___ Data in this exercise

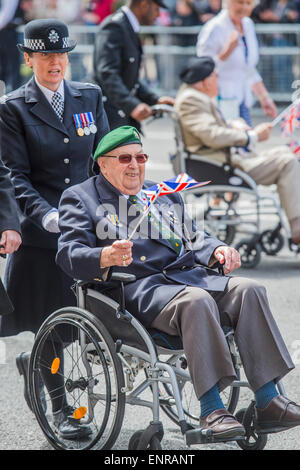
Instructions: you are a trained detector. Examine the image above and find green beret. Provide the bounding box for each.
[94,126,142,160]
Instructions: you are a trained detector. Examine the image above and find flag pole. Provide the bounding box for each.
[271,98,300,127]
[128,187,162,241]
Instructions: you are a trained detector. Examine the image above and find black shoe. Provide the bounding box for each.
[16,352,47,413]
[53,406,92,440]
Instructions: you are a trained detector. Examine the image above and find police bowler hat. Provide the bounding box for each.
[17,18,76,53]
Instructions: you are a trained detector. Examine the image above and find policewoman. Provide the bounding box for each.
[0,19,109,422]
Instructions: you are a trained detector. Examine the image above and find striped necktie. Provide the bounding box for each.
[128,195,182,255]
[51,91,64,122]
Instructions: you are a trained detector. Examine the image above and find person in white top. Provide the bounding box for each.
[197,0,277,126]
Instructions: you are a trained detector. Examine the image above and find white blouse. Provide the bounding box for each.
[197,10,262,107]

______

» Directions for this task:
Render every line of the rows above as a Markdown table with the columns Number and Line, omitting blank lines. Leave the pictures out of the table.

» Exercise output:
| Number | Line |
|---|---|
| 1 | Instructions: you are a trained detector. Examine the image above and find green beret. Provide the bounding box for each. |
| 2 | [94,126,142,160] |
| 3 | Instructions: you are a trained detector. Examine the image above and find flag pole. Provide the bounding box for each. |
| 4 | [271,98,300,127] |
| 5 | [128,187,162,241] |
| 6 | Instructions: you are a trained detector. Examine the image above and find black shoe. Provide the bounding box for each. |
| 7 | [16,352,47,413] |
| 8 | [53,406,92,440] |
| 9 | Instructions: you are a trained detector. Examine the image above and find police bowler hat. Provide the bounding box for each. |
| 10 | [17,18,76,53] |
| 11 | Instructions: you are a trained detector. Examine the image above and find policewoman. Provide the bounding box for each. |
| 12 | [0,19,109,422] |
| 13 | Instructions: you are a trained detector. Examine the image above and find striped necktie. Provide the bounding box for each. |
| 14 | [128,195,182,255] |
| 15 | [51,91,64,122] |
| 16 | Instructions: you are a trained detector. Examine the image above and find person in white top. Provide the bounding box for each. |
| 17 | [197,0,277,126] |
| 18 | Instructions: you are a trained detector. Examine the image above and find white blouse. Provide the bounding box for each. |
| 19 | [197,10,262,107] |